* WHAT YOU WILL DO
Find every line of the data below that contains the string "Target", treating uppercase and lowercase as different, and copy each of those lines.

(Position annotation records)

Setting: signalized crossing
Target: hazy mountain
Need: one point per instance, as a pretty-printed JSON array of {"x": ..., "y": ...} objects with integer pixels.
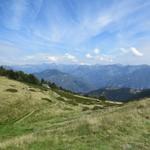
[
  {"x": 120, "y": 94},
  {"x": 65, "y": 80},
  {"x": 96, "y": 76}
]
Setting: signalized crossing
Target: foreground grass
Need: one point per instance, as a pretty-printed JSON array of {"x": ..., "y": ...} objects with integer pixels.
[{"x": 35, "y": 119}]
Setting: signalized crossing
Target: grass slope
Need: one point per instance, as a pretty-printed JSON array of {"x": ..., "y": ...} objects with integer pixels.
[{"x": 32, "y": 118}]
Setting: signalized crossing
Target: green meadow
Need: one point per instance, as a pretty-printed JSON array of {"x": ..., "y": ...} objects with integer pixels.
[{"x": 35, "y": 118}]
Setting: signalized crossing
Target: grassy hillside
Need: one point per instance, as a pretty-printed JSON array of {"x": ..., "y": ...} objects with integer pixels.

* SOLUTION TO THIS PROBLEM
Target: hazy mountain
Target: foreground grass
Target: grass slope
Target: green meadow
Target: grassy hillside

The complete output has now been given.